Having a child can be one of the most exciting and rewarding experiences in life.  It can also be stressful, especially during pregnancy and right after birth.  The many changes of pregnancy and life as a parent create stress for everyone at some point.  When these stresses pile up one after another and overwhelm the ability to cope with this stress, some women may experience depression. Thankfully, there are effective treatments available to perinatal women (women who are pregnant or in the postpartum phase) and qualified healthcare providers can help evaluate pros and cons of different options to address perinatal depression.

What is Perinatal Depression?

Perinatal depression is different from the “Baby Blues.”  The Baby Blues affect 3-75% of women and refer to more mild and shorter-lasting symptoms such as changes in mood, tearfulness, anxiety, sleep changes, and difficulties with appetite. Symptoms usually last a few days and go away on their own with out treatment.  Perinatal depression is a more serious problem that that occurs during or after pregnancy (the perinatal phase) and it is diagnosed in the same way as other forms of depression. Although people often assume that being pregnant and being a new mom are the happiest times of a woman’s life, rates of depression during and after pregnancy are relatively common.  Perinatal depression affects between 10-15% of women. This may not be surprising given that many experiences during the perinatal phase are similar to symptoms of depression—appetite changes, fatigue, and difficulty sleeping. Being depressed can make it difficult to take care of yourself and your baby, and there is some research to show that untreated depression is related to premature births, low birth weight, difficulty in bonding between mother and baby, and behavior problems in children.

What Treatment Are Effective for Perinatal Depression?

The two broad classes of effective treatment options for perinatal depression are psychotherapy and medications.

Data for analysis ▸
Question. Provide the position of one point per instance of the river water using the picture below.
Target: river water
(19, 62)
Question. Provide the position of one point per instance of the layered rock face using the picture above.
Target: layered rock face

What is expected ▸
According to the perinatal depression passage, what are the two broad classes of effective treatment for perinatal depression?

The completed task ▸
Psychotherapy and medications.